■ Your objective
Quote the listing in full, exactly as given, minus any pictures.

■ Listed entries
:::

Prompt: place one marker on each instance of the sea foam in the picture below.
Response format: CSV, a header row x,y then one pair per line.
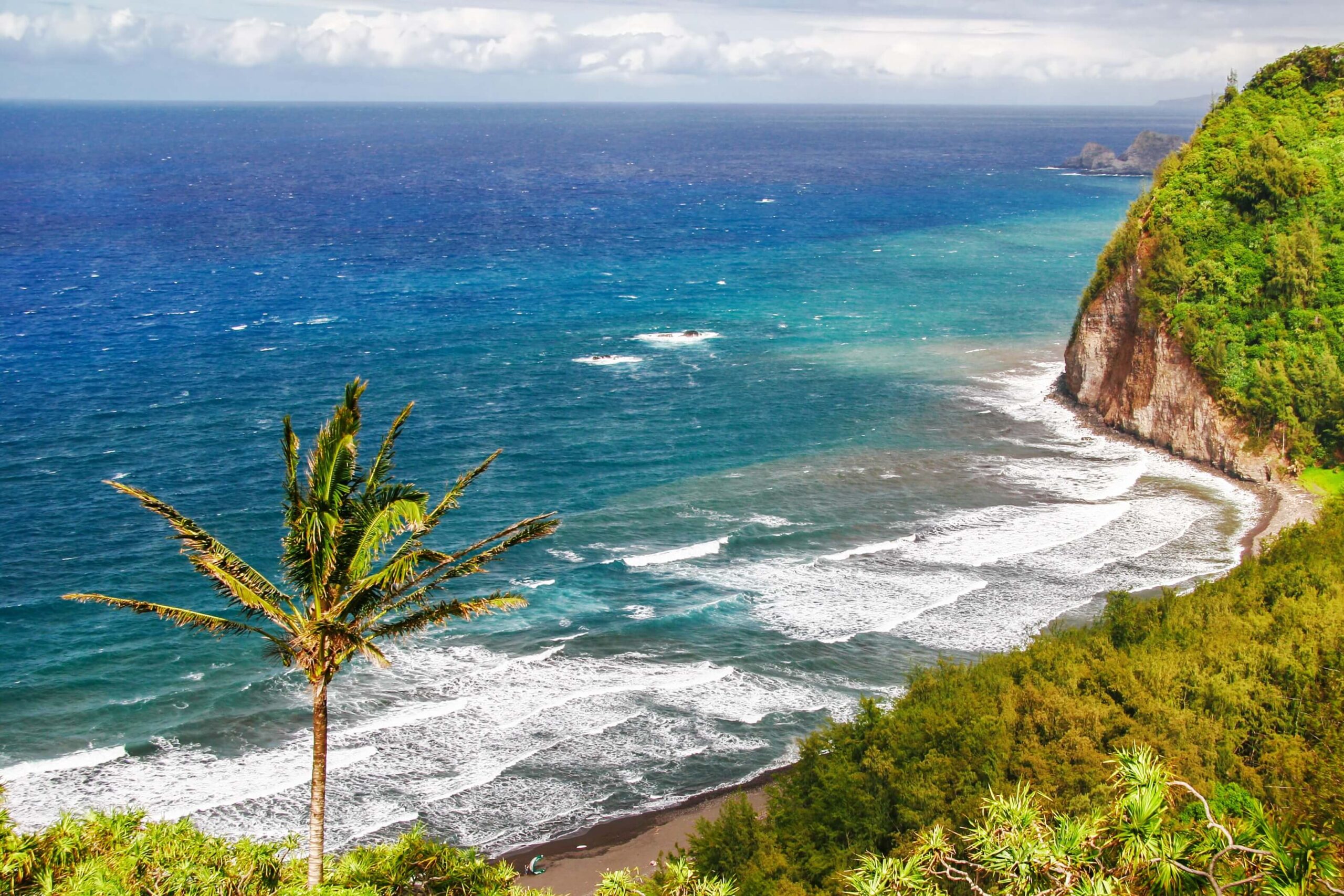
x,y
689,553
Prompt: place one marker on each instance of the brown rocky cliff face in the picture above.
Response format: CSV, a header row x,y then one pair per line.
x,y
1141,382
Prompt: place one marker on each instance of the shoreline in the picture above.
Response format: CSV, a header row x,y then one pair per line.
x,y
1283,503
575,864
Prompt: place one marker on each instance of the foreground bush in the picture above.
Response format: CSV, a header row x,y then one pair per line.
x,y
1240,681
123,855
1158,836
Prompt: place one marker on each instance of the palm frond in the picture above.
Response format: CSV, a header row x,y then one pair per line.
x,y
378,525
289,450
454,566
382,467
202,547
538,527
188,618
443,610
449,500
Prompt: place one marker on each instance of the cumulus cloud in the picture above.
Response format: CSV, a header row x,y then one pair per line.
x,y
475,39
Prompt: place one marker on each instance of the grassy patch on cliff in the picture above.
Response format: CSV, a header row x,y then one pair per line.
x,y
1323,481
1240,680
1246,230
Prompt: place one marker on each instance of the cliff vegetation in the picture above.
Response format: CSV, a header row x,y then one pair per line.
x,y
1242,236
1238,684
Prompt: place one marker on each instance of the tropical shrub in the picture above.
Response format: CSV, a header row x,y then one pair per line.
x,y
1158,836
1237,681
1241,242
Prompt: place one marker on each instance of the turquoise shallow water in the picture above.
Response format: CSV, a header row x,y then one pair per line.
x,y
853,471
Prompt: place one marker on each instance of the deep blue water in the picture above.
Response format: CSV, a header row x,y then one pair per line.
x,y
887,293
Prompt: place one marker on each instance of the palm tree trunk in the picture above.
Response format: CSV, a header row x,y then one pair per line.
x,y
318,794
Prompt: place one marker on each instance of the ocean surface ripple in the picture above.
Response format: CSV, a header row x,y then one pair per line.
x,y
808,444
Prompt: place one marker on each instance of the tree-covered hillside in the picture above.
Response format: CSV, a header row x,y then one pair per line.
x,y
1244,241
1240,681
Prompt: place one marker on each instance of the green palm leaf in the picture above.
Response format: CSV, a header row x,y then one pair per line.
x,y
353,583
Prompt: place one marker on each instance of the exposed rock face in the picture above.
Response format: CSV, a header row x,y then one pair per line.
x,y
1141,382
1143,156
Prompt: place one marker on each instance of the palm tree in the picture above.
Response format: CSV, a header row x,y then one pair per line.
x,y
355,561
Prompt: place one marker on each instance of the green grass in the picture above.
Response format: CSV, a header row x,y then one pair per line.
x,y
1244,238
1321,481
1235,681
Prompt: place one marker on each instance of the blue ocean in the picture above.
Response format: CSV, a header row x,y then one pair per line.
x,y
784,373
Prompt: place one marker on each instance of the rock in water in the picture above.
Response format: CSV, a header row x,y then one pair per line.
x,y
1143,156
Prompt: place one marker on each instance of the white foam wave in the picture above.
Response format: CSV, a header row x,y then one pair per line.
x,y
81,760
480,745
690,553
604,361
685,338
771,522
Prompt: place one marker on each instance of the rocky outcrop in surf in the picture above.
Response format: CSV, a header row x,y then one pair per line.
x,y
1143,156
1140,381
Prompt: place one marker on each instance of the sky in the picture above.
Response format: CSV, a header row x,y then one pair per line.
x,y
832,51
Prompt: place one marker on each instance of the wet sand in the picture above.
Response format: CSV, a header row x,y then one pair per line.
x,y
575,864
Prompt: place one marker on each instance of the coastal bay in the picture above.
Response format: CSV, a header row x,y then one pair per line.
x,y
859,473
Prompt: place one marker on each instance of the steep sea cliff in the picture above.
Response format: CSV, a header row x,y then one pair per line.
x,y
1140,381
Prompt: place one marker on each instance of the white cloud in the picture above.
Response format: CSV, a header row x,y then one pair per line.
x,y
646,45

:::

■ Answer to this problem
Prompt: place one marker on each instance of the sea foam in the picture below.
Response format: CSV, a header row x,y then one pair per line.
x,y
689,553
Prompt: place one marker on each instance of the brown rocky cliff face in the picture above.
Response format: CSV, a header row x,y then one pair per line.
x,y
1141,382
Prompt: place one marker on each instance of the shoreline in the picture above.
Response format: CSV, a header row x,y then one pair per line.
x,y
1283,503
575,864
Prompt: place one marker on each instance of the foreground bush in the picture above.
Response format: CSV, a header row x,y then one pair per line.
x,y
1240,681
123,855
1158,836
Prompt: place one marker on each instance of the palm frond in the picture above.
Response format: CSV, a header row x,y then one pair per line.
x,y
378,525
289,450
454,566
382,467
202,547
538,527
188,618
443,610
449,500
Prompt: place one marker on each instance of the cumulus cloud in the picture above.
Response format: CSV, a header row x,y then one pair per line.
x,y
475,39
Prompt: place one marker on each instance of the grassy patch on cliff in the picture above.
Response format: CSV, a header row x,y then one pair per line.
x,y
1323,481
1240,680
1246,230
Prompt: place one marker on each instance of the cliff vegetation in the picture above.
Response format: CSV, a header row x,y then one pair per line.
x,y
1242,236
1238,684
Prompt: place one marker on each instance of the tropical shrub in the picture above.
Response format: CSV, a header row x,y then one pair per line.
x,y
1158,836
1237,681
1241,242
Prompt: place one marker on each instance of the turquoise shallow water in the picture above.
Response format: CSV, a header row x,y then one pair per line.
x,y
853,471
Prompt: place one marker on each instance of the deep blue water in the picture above.
Response format: CSV, a header row x,y then one pair per line.
x,y
887,293
Prompt: place one marker on each instance of the palm tree trunk in the picture above.
Response format: CSV, a header row x,y then one pair per line.
x,y
318,794
Prompt: place one marker on each instance of the ocean surface ripple in the picture above.
Response format: CSV, a header row x,y then one pair per line.
x,y
808,444
Prompt: place one marker on each instance of the tree-covered hillside in the picture above.
Response format: CSV, a header row x,y then one pair per line.
x,y
1244,241
1240,681
Prompt: place one marker on each instance of the green palm leaf in the picture above.
Response format: CSV, a header row x,y then one pair per line.
x,y
353,583
Prompt: place one marker on each instance of the exposed rock face in the picture above.
Response format: CSV, a header row x,y then one pair per line.
x,y
1141,382
1143,156
Prompt: place one marker on each instance of the palm tree in the picture above.
Response format: CSV, a header row x,y then one pair per line.
x,y
355,561
Prompt: place one marker on each instance of the green grass in the picture above.
Response format: CSV, a header row x,y then one pair per line.
x,y
1244,238
1321,481
1235,681
Prompt: place one marker on each instance of the blue ocean in the picture above.
Response format: CSV, a header row x,y then one pair per line.
x,y
784,373
Prompt: place one marker on each instance of the rock in water in the picture above.
Response format: CSV, a header row x,y then one pair per line.
x,y
1143,156
Prompt: place one marker on each instance of the white foam wave in the picture above.
Response format: CSV, a header row x,y then one pair per line.
x,y
81,760
480,745
690,553
604,361
685,338
771,522
Prompt: place one marker on each instance of the rocky outcrop in surf in the picture above.
Response format: CSV, a header row x,y then one pair per line.
x,y
1143,156
1140,381
Prompt: place one marker on each instance of the sky in the picture above.
Response format: CSV, a header row x,y then one pair per line.
x,y
832,51
Prompt: place one marker on each instance of the wet sand in the picture above.
Response format: CSV, a header row x,y then one pair per line.
x,y
575,864
Prompt: place one marker on each instance of the coastal bay in the picture above.
Response format: CSV, a header row x,y then one pair per line.
x,y
859,473
Prompt: place one marker on each instance of the steep sea cliff in the picture above.
Response format: CSV, a header row x,y then one pair per line.
x,y
1140,381
Prompt: place one marker on each instance of the white cloud in the picture above.
Response format: CSV, a header row x,y then one pair per line.
x,y
646,45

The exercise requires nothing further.